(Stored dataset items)

## Start

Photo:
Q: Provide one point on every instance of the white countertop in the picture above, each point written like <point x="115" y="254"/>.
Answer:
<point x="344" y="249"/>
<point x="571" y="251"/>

## End

- [Your goal] Rewrite every one of these lines in full, shifting each point coordinate in the answers by -133 and leaving all other text unchanged.

- [Expected output]
Photo:
Q: Provide one point on every instance of the white countertop in the picture above, each point written like <point x="115" y="254"/>.
Answer:
<point x="211" y="116"/>
<point x="438" y="118"/>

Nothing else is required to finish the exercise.